### Given text

:::::

Pipikaula Corner: Shopping Carts II — This time, it's buy-back!

The bill to punish businesses when their shopping carts get stolen and abandoned moved forward, and got weirder.

AKN
A. Kam Napier

February 04, 20263 min read

shopping cart
(iStock | User7565abab_575)

Last week, I went off on the Legislature for House Bill 1636, which wanted businesses to pay $500 fines when their shopping carts are stolen and dumped. On Jan. 31, the House Committee on Economic Development and Technology held a hearing on the bill.

No one spoke in favor of it. It was opposed by Hawai‘i Food Industry Association, KTA Super Stores, and Retail Merchants of Hawai‘i.

It passed anyway, with seven ayes from Representatives Ilagan, Hussey, Holt, Tam, Templo, Yamashita and Gedeon.

Rep. Greggor Ilagan (D) seemed to be one of the bill's biggest champions, so on Feb. 2, I emailed his office to ask:

"If no one testified in favor, and the only people who participated in the democratic process spoke against the bill, what was the point of advancing it?  Seems to me, and probably seems to my readers, like that should have been the end of it. Genuinely interested in hearing more about how this happened."

I've received no reply.

The bill did get amended before being heard in a floor session of the House on Tuesday. You can see Ilagan in this recording of session (at 23 minutes in) being a bit smug about how the new version doesn't punish businesses at all. We love business!

In fact, he said, the new version forbids the counties from fining businesses when their shopping carts are stolen, forbids counties from charging an impound fee. Instead it requires — not merely authorizes, but requires — the counties to set up lots where they can collect the shopping carts and return them to business ... for a fee. A $500 fee, same amount as the fine that isn't a fine anymore because of legislator word magic.

It's not a fine. It's a "buy-back" program now.

The store didn't buy the carts from the government in the first place, in what sense would they be buying them back?

Well, in this sense. Picture it: Your house gets robbed and miracle of miracles, the cops bust the thief who did it and recover your jewelry. Then HPD calls you up and says, "We have your jewelry. We need you to bring $500 to the station right away and we'll release it back to you. No money, no jewelry."

You might think that call was a scam, or perhaps placed by some sort of mafia. But no, it's just the county, oh so helpfully offering you a chance to buy back your own stolen property. This is what the new version proposes, holding stolen property for ransom.

Any pretense at business friendliness from Ilagan was thrown right out the window by Rep. Scot Matayoshi (D), one of the representative who introduced the bill.

:::::

### Instructions
[a] Display each line of the entries below that contains the word "window".
[b] Resume the column on the shopping cart bill, picking up right after its final sentence.

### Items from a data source
:::::

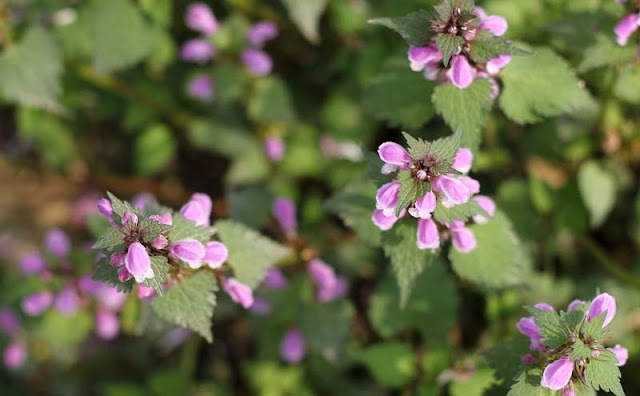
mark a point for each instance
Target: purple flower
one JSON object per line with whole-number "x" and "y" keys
{"x": 190, "y": 251}
{"x": 37, "y": 303}
{"x": 105, "y": 208}
{"x": 421, "y": 57}
{"x": 216, "y": 253}
{"x": 387, "y": 197}
{"x": 293, "y": 347}
{"x": 32, "y": 263}
{"x": 488, "y": 205}
{"x": 201, "y": 87}
{"x": 284, "y": 210}
{"x": 257, "y": 61}
{"x": 454, "y": 190}
{"x": 67, "y": 301}
{"x": 9, "y": 322}
{"x": 625, "y": 28}
{"x": 274, "y": 148}
{"x": 275, "y": 279}
{"x": 394, "y": 154}
{"x": 239, "y": 292}
{"x": 197, "y": 50}
{"x": 14, "y": 355}
{"x": 558, "y": 374}
{"x": 262, "y": 32}
{"x": 461, "y": 72}
{"x": 383, "y": 221}
{"x": 138, "y": 262}
{"x": 200, "y": 18}
{"x": 602, "y": 303}
{"x": 463, "y": 240}
{"x": 463, "y": 160}
{"x": 424, "y": 206}
{"x": 58, "y": 243}
{"x": 107, "y": 325}
{"x": 428, "y": 236}
{"x": 622, "y": 354}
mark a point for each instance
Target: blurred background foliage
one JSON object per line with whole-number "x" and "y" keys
{"x": 93, "y": 98}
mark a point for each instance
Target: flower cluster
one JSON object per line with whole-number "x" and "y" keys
{"x": 448, "y": 188}
{"x": 627, "y": 26}
{"x": 566, "y": 362}
{"x": 461, "y": 69}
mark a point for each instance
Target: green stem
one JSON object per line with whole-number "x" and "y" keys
{"x": 608, "y": 263}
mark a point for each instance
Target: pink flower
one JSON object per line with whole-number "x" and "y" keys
{"x": 190, "y": 251}
{"x": 428, "y": 236}
{"x": 461, "y": 72}
{"x": 239, "y": 293}
{"x": 293, "y": 348}
{"x": 602, "y": 303}
{"x": 558, "y": 374}
{"x": 200, "y": 18}
{"x": 138, "y": 262}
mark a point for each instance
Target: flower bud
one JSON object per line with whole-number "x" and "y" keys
{"x": 262, "y": 32}
{"x": 14, "y": 355}
{"x": 293, "y": 347}
{"x": 138, "y": 262}
{"x": 394, "y": 154}
{"x": 32, "y": 263}
{"x": 105, "y": 208}
{"x": 197, "y": 51}
{"x": 558, "y": 374}
{"x": 190, "y": 251}
{"x": 200, "y": 18}
{"x": 216, "y": 253}
{"x": 257, "y": 62}
{"x": 58, "y": 243}
{"x": 37, "y": 303}
{"x": 284, "y": 210}
{"x": 602, "y": 303}
{"x": 239, "y": 293}
{"x": 107, "y": 325}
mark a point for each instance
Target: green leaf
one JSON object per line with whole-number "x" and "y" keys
{"x": 486, "y": 46}
{"x": 190, "y": 303}
{"x": 497, "y": 261}
{"x": 461, "y": 212}
{"x": 603, "y": 373}
{"x": 250, "y": 254}
{"x": 154, "y": 149}
{"x": 465, "y": 110}
{"x": 414, "y": 28}
{"x": 579, "y": 351}
{"x": 270, "y": 102}
{"x": 355, "y": 206}
{"x": 448, "y": 45}
{"x": 30, "y": 71}
{"x": 431, "y": 307}
{"x": 109, "y": 239}
{"x": 400, "y": 246}
{"x": 598, "y": 190}
{"x": 391, "y": 363}
{"x": 132, "y": 41}
{"x": 306, "y": 14}
{"x": 399, "y": 95}
{"x": 183, "y": 229}
{"x": 538, "y": 86}
{"x": 159, "y": 267}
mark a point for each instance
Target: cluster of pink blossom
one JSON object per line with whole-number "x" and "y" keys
{"x": 462, "y": 70}
{"x": 627, "y": 26}
{"x": 448, "y": 189}
{"x": 327, "y": 284}
{"x": 558, "y": 373}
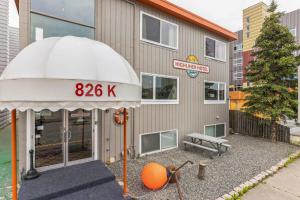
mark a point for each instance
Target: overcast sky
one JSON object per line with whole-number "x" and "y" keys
{"x": 227, "y": 13}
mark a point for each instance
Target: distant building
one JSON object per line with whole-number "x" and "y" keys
{"x": 292, "y": 21}
{"x": 236, "y": 61}
{"x": 253, "y": 18}
{"x": 9, "y": 47}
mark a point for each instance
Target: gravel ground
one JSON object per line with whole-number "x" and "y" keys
{"x": 247, "y": 158}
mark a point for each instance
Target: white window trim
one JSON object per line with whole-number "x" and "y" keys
{"x": 160, "y": 149}
{"x": 215, "y": 125}
{"x": 153, "y": 42}
{"x": 30, "y": 143}
{"x": 154, "y": 100}
{"x": 205, "y": 56}
{"x": 216, "y": 101}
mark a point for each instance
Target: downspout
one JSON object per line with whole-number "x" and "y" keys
{"x": 132, "y": 148}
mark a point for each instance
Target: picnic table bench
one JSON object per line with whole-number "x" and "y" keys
{"x": 215, "y": 144}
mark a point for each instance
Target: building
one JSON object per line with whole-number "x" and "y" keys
{"x": 9, "y": 47}
{"x": 253, "y": 18}
{"x": 236, "y": 62}
{"x": 3, "y": 35}
{"x": 183, "y": 63}
{"x": 292, "y": 22}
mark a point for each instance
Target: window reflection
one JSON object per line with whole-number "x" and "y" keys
{"x": 43, "y": 27}
{"x": 73, "y": 10}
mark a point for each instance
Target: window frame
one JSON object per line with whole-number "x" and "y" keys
{"x": 216, "y": 129}
{"x": 216, "y": 40}
{"x": 158, "y": 43}
{"x": 160, "y": 149}
{"x": 154, "y": 100}
{"x": 295, "y": 30}
{"x": 216, "y": 101}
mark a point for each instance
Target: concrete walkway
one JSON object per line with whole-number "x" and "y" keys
{"x": 285, "y": 185}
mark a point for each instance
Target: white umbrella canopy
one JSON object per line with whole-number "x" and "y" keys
{"x": 68, "y": 73}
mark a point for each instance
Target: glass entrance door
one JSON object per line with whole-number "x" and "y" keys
{"x": 63, "y": 138}
{"x": 49, "y": 147}
{"x": 79, "y": 135}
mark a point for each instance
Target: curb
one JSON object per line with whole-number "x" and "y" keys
{"x": 243, "y": 188}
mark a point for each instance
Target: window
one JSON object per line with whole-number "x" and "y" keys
{"x": 158, "y": 141}
{"x": 61, "y": 18}
{"x": 215, "y": 130}
{"x": 248, "y": 27}
{"x": 43, "y": 27}
{"x": 158, "y": 31}
{"x": 215, "y": 92}
{"x": 248, "y": 34}
{"x": 159, "y": 89}
{"x": 293, "y": 31}
{"x": 248, "y": 19}
{"x": 215, "y": 49}
{"x": 238, "y": 47}
{"x": 72, "y": 10}
{"x": 237, "y": 75}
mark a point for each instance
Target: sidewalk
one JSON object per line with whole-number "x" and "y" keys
{"x": 285, "y": 185}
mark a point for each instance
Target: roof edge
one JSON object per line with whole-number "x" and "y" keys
{"x": 186, "y": 15}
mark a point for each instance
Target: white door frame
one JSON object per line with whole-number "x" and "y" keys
{"x": 30, "y": 141}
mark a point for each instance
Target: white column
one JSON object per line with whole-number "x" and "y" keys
{"x": 29, "y": 136}
{"x": 298, "y": 121}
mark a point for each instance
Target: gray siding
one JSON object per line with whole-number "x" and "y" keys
{"x": 118, "y": 25}
{"x": 115, "y": 21}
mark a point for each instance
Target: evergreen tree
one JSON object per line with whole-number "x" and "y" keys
{"x": 273, "y": 90}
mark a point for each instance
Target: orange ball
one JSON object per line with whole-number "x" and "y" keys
{"x": 154, "y": 176}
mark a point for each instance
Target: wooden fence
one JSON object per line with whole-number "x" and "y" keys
{"x": 244, "y": 124}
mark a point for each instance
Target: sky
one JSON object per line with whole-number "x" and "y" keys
{"x": 227, "y": 13}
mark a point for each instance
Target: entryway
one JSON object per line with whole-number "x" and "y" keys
{"x": 63, "y": 138}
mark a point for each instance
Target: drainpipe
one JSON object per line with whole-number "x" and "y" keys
{"x": 132, "y": 152}
{"x": 298, "y": 120}
{"x": 14, "y": 155}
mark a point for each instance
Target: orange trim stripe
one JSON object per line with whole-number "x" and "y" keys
{"x": 186, "y": 15}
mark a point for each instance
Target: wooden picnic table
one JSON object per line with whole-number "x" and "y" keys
{"x": 216, "y": 144}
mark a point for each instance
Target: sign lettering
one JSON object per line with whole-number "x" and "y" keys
{"x": 90, "y": 90}
{"x": 179, "y": 64}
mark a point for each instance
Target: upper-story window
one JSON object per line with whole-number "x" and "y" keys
{"x": 159, "y": 89}
{"x": 215, "y": 49}
{"x": 158, "y": 31}
{"x": 61, "y": 18}
{"x": 238, "y": 47}
{"x": 215, "y": 92}
{"x": 248, "y": 19}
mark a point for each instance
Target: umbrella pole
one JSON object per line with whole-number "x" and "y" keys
{"x": 125, "y": 155}
{"x": 14, "y": 155}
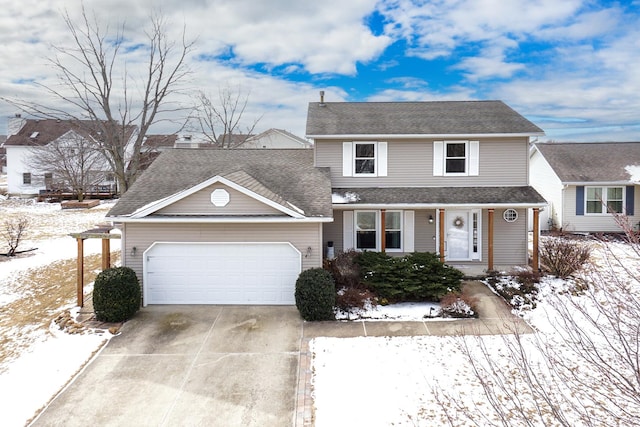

:::::

### Task responses
[a]
Target: white window trim
Target: window reflection
Target: window frame
Target: window
Target: upper-story window

[b]
At 24 minutes in the video linked above, he said "shopping carts are a blight on our community."

"The cost for removal falls upon usually the city and county or private landowners to remove them and deal with these fairly expensive shopping carts," he said. "What this bill does is it gives the counties, like the previous speaker said, an option to remove them and tries to fund it where we're not trying to do an unfunded mandate here. We're trying to hold the people responsible for allowing these shopping carts to leave the premises — even if they were stolen I would argue the fine should be the same. Measures need to be put in place by the businesses to secure their own property."

Oh. So the bill does still intend to punish businesses. It their fault. They made it too easy.

Yeah, abandoned shopping carts are a blight. They get into the streams, clutter the roadsides. This bill exists, and is being stubbornly defended over public opposition, because lawmakers absolutely will not name the actual culprits who steal and dump the carts and will not do anything about them. Worse still, this bill exists because these same lawmakers, who have failed to maintain any kind of law and order, know full well they will never recover from the homeless the cost of clearing out their stolen carts. The homeless don't have money.

But the businesses do.

And the businesses have addresses. The businesses are law-abiding. The businesses follow the rules and pay every tax demanded of them. So the businesses must pay even more.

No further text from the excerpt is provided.